EXERCISE MATERIALS
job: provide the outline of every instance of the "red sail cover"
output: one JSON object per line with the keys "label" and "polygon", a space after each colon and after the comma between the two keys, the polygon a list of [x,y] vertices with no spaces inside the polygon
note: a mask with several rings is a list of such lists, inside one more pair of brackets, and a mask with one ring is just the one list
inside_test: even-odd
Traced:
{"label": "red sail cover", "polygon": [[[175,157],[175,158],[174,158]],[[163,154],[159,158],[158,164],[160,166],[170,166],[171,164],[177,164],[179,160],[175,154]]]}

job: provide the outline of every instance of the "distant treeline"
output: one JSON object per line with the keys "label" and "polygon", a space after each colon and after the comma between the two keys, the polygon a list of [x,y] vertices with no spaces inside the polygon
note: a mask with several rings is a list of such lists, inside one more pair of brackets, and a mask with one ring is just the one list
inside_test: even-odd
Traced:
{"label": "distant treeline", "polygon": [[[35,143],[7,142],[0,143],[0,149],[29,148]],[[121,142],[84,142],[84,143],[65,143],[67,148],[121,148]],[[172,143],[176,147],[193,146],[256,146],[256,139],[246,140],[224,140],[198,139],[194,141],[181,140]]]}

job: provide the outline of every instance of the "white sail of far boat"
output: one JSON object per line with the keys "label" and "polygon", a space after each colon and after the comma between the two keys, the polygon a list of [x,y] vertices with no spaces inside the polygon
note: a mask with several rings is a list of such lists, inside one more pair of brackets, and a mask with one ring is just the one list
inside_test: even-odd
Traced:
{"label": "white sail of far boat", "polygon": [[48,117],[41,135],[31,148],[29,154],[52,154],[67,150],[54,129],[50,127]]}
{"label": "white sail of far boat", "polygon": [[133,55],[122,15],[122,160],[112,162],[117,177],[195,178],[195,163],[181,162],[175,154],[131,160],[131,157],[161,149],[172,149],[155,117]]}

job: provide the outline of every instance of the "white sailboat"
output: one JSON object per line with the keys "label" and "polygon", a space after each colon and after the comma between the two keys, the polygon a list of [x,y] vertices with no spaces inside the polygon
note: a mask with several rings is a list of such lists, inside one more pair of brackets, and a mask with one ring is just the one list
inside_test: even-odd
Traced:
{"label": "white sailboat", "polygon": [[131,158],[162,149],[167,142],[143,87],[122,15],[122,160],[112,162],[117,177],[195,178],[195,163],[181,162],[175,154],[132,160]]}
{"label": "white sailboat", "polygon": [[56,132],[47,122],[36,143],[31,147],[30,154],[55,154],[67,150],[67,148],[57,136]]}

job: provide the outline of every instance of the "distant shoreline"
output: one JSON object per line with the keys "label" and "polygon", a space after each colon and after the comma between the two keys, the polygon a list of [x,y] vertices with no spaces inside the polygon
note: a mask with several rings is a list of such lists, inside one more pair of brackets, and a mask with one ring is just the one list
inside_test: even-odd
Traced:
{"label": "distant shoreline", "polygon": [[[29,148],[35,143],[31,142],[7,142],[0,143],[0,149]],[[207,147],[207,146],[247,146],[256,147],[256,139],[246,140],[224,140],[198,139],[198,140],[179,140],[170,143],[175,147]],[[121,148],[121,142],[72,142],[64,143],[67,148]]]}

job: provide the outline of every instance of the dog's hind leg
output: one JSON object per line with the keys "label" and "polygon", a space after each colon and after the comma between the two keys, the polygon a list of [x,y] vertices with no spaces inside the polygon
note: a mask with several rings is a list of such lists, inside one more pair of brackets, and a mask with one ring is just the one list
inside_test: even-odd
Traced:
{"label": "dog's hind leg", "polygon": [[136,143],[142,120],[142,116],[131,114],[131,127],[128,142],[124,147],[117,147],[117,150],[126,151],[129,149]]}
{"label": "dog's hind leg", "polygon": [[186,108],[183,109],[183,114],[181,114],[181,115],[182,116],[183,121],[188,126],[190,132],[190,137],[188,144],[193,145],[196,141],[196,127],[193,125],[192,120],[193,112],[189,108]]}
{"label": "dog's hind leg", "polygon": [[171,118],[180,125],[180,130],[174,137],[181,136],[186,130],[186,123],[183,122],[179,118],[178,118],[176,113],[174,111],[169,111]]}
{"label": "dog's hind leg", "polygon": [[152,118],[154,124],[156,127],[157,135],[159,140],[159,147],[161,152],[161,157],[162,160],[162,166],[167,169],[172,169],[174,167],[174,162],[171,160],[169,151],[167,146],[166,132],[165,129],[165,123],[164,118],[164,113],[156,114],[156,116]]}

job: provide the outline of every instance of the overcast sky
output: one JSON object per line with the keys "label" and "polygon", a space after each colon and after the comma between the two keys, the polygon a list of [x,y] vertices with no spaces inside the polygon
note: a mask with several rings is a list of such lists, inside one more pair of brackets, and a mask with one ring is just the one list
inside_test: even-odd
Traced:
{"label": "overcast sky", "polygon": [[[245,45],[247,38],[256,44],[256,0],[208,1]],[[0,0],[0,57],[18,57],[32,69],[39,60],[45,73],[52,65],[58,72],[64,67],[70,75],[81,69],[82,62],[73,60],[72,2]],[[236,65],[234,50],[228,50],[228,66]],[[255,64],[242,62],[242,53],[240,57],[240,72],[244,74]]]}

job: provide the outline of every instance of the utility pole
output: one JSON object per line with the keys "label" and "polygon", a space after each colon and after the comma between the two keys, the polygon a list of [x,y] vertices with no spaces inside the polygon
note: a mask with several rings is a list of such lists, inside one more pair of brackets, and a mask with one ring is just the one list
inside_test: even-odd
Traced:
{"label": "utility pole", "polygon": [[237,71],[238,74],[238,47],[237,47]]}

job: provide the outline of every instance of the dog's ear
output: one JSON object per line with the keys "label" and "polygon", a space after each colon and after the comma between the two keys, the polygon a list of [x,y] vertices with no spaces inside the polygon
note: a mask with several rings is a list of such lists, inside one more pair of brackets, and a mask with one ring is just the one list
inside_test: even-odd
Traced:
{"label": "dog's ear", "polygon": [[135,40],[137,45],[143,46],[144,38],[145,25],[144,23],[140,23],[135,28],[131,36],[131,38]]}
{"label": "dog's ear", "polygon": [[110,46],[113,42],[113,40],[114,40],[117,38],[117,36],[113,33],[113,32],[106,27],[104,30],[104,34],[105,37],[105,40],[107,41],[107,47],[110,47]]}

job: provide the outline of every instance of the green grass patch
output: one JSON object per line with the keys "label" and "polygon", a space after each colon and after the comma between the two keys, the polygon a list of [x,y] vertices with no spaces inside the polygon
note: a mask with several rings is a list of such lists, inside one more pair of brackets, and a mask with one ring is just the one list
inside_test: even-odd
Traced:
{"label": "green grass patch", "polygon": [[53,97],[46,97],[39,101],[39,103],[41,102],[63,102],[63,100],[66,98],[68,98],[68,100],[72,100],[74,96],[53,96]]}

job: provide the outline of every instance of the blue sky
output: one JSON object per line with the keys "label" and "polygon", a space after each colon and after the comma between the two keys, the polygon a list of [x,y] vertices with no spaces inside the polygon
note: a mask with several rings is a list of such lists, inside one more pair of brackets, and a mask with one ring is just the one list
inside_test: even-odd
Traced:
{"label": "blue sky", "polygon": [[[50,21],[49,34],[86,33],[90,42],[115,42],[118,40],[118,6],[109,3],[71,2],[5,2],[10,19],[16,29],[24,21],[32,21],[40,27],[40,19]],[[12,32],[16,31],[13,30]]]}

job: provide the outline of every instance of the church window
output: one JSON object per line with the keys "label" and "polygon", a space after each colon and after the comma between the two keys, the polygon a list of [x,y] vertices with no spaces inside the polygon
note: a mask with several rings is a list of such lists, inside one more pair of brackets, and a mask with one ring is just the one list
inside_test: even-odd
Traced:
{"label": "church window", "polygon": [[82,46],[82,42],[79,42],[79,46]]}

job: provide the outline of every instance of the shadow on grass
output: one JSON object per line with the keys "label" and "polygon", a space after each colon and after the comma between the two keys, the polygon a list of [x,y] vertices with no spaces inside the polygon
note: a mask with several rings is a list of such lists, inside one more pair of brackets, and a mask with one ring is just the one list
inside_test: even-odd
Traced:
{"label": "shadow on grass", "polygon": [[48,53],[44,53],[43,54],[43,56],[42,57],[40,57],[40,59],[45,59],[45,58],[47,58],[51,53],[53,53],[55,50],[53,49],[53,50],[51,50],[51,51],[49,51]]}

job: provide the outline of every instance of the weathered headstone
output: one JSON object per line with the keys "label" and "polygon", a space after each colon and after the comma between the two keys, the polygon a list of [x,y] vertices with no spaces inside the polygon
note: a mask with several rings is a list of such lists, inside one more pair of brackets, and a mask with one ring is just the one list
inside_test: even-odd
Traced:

WRITTEN INSTRUCTION
Locate the line that contains "job: provide the outline of every instance of the church", then please quote it and every line after it to the end of the entries above, exactly and with nothing else.

WRITTEN REPLY
job: provide the outline of every instance of the church window
output: one JSON object per line with the keys "label" and "polygon", a space after each colon and after the comma between the two keys, the polygon a list of [x,y] vertices with no spaces inside the polygon
note: a mask with several rings is a list of such lists, inside one more pair of brackets, and a mask with one ring is just the one list
inside_test: even-odd
Traced:
{"label": "church window", "polygon": [[82,46],[82,42],[79,42],[79,46]]}

job: provide the outline of every instance of the shadow on grass
output: one JSON object per line with the keys "label" and "polygon", a space after each colon and after the comma between the two keys, the polygon a list of [x,y] vertices with no spaces inside the polygon
note: a mask with several rings is a list of such lists, inside one more pair of brackets, and a mask with one ring is just the one list
inside_test: even-odd
Traced:
{"label": "shadow on grass", "polygon": [[48,53],[44,53],[43,54],[43,56],[42,57],[40,57],[40,59],[45,59],[45,58],[47,58],[51,53],[53,53],[55,50],[53,49],[53,50],[51,50],[51,51],[49,51]]}

job: provide the outline of every instance of the weathered headstone
output: one JSON object per line with the keys "label" and "polygon", a space after each colon and after the comma between the two keys, the polygon a list of [x,y] vertices with no spaces inside the polygon
note: a mask with several rings is a list of such lists, inside one more pair of brackets, and a mask with one ring is just the one list
inside_test: even-odd
Traced:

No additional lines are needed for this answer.